(Point placement rows)
☆ ☆ ☆ ☆
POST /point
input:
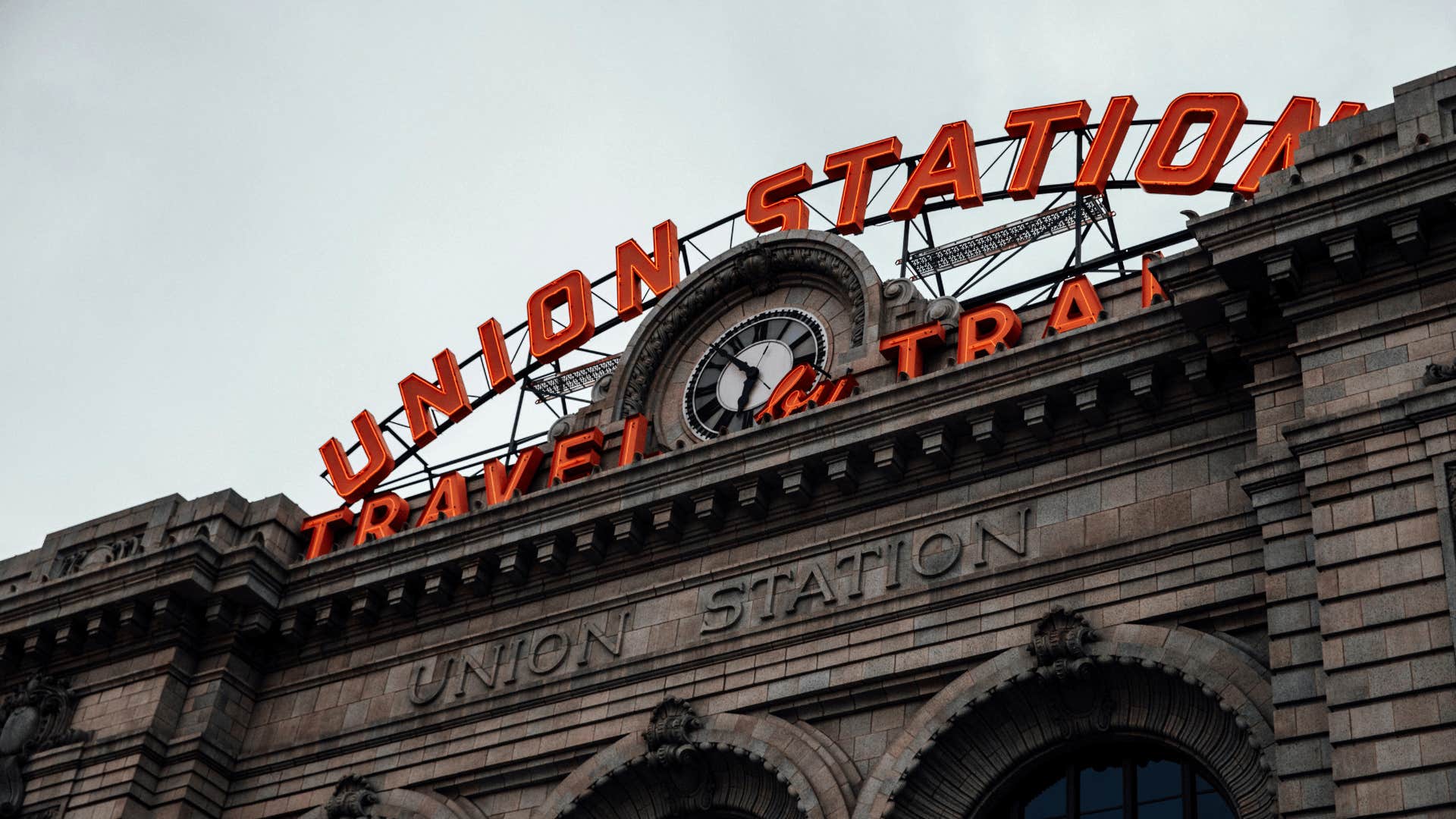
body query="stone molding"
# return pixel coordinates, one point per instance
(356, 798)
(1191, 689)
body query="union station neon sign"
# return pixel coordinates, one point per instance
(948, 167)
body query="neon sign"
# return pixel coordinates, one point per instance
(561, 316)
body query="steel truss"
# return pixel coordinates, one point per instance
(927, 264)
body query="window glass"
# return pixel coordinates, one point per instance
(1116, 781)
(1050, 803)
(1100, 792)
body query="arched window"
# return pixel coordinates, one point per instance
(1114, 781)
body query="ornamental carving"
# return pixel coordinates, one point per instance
☆ ☆ ☆ ☆
Copy the rows above line for line, without the pictures.

POST /point
input:
body query="stone molding"
# return pixel coordinates, one point per instance
(356, 798)
(1191, 689)
body query="union station neon sign"
# return pixel coordinates, one point per instance
(948, 167)
body query="neon sign"
# return pixel coordinates, one point per instance
(561, 316)
body query="steel truss"
# return pixel coordinates, one point per instance
(927, 264)
body query="window glass"
# return pixel coordinates, one point per instance
(1116, 781)
(1050, 803)
(1100, 792)
body query="arched window"
# return pixel coordinates, one point per instance
(1114, 781)
body query="ornamental carving"
# return pixel coordinates, one point per instance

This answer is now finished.